## [Text block]
━━━━

Irish Prime Minister Leo Varadkar says Brexit deal failed ...

A deal preventing a "hard border" from splitting the island of Ireland has collapsed at the last minute. Ireland's premier said he was "disappointed" that the UK is no longer in a position to conclude the deal.

Ireland's Prime Minister Leo Varadkar (pictured) on Monday said he was "disappointed" after the UK pulled out of an agreement on the status of the Irish border at the last minute.

"I am surprised and disappointed that the British government now appears not to be in a position to conclude what was agreed earlier today," Varadkar told reporters in Dublin.

Earlier Monday, the UK appeared to agree for Northern Ireland to continue applying European single market and customs union rules to avoid a hard border with the Republic of Ireland post-Brexit.

'Regulatory divergence'

The draft text on Ireland reportedly stated that the "UK will ensure continued regulatory alignment to the rules of the internal market and customs union which, now or in the future, support North-South cooperation and the protection of the Good Friday agreement."

━━━━

## [Coordinate annotation records]
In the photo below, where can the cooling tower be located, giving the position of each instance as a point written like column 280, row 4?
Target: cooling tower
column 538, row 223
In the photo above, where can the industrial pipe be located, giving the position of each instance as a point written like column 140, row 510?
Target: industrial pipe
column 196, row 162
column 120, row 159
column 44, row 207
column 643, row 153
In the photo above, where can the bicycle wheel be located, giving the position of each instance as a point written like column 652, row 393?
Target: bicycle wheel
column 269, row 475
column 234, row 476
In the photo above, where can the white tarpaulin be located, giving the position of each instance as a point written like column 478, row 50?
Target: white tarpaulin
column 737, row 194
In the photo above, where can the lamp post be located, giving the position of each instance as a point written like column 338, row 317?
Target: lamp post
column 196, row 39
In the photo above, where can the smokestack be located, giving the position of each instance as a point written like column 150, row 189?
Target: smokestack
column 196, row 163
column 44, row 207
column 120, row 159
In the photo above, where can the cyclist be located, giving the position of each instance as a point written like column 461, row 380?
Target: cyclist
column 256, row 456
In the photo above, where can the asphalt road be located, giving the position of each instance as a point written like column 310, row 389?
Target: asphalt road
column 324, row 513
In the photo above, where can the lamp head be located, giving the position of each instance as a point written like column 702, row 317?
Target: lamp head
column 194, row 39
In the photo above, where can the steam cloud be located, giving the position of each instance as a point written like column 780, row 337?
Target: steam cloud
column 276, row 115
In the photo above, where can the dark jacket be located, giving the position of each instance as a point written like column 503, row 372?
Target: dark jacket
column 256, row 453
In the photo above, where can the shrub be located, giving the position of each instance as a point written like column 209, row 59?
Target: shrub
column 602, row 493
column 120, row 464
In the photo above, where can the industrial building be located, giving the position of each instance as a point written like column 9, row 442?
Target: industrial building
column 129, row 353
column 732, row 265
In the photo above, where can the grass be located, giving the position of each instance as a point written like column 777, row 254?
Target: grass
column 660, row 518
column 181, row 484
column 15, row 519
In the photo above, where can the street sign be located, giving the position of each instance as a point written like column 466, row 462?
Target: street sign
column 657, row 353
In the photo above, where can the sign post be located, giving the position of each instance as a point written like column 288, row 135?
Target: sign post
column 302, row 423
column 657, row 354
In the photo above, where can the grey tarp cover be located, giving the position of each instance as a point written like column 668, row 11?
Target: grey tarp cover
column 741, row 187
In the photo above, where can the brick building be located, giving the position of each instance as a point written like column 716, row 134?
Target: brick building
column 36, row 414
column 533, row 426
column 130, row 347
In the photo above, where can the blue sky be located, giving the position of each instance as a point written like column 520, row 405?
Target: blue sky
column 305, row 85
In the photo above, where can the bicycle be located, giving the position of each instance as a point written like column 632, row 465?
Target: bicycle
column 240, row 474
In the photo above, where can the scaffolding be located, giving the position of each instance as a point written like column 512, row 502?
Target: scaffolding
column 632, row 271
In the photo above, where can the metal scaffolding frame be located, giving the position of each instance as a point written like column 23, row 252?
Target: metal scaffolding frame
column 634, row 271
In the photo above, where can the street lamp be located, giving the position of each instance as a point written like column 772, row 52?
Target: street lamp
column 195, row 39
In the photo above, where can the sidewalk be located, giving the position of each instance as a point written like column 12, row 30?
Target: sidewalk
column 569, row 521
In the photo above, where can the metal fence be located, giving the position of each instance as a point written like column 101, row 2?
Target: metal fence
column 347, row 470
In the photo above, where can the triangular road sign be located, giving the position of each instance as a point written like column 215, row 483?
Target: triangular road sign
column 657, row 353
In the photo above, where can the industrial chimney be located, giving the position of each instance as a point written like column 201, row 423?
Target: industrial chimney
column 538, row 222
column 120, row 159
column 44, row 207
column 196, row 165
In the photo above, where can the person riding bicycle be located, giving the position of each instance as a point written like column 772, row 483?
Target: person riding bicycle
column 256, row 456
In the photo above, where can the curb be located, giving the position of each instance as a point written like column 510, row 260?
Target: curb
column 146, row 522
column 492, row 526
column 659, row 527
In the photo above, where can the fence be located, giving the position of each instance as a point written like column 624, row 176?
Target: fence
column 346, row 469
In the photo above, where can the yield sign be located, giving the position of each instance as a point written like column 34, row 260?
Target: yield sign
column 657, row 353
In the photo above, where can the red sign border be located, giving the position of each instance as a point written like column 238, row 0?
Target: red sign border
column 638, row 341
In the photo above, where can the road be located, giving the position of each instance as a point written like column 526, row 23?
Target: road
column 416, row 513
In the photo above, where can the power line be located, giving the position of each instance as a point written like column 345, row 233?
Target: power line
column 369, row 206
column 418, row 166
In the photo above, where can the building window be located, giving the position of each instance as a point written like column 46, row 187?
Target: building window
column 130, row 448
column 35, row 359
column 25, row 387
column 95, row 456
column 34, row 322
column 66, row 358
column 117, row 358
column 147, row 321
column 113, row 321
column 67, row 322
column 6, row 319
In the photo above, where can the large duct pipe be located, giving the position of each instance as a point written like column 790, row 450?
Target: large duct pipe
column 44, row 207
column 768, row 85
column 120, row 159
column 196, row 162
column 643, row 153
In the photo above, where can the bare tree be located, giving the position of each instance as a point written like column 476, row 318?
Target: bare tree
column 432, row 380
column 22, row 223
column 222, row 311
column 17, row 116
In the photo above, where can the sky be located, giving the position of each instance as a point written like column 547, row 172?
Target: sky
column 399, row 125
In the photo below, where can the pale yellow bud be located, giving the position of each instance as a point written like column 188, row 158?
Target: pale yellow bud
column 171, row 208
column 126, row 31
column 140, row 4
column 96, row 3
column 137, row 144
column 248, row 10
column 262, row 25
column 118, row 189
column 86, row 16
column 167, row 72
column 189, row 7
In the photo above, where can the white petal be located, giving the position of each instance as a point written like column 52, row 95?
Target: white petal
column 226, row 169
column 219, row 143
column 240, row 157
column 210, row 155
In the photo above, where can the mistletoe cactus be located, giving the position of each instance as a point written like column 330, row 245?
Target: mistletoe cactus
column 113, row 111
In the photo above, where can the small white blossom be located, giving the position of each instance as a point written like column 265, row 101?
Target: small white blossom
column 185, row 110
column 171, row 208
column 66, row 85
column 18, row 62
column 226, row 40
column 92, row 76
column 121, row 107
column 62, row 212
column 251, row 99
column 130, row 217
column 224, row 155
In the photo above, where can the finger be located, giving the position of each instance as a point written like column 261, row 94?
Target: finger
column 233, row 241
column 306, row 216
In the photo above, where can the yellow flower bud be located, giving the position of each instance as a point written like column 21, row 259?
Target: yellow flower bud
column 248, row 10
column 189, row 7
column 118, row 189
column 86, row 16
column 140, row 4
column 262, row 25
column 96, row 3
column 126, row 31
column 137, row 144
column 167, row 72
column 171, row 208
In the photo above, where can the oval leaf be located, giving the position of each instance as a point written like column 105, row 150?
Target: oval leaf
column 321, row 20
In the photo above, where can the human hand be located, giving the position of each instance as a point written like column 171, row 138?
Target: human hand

━━━━

## [Instructions]
**A.** Reproduce the Brexit article word for word, starting with "A deal preventing" and going on through "conclude the deal.".
**B.** Find each line of the records that contains the string "flower", where case counts, and copy those lines out in full.

## [Task solutions]
**A.**
A deal preventing a "hard border" from splitting the island of Ireland has collapsed at the last minute. Ireland's premier said he was "disappointed" that the UK is no longer in a position to conclude the deal.

**B.**
In the photo above, where can the yellow flower bud be located, giving the position of each instance as a point written like column 21, row 259?
Target: yellow flower bud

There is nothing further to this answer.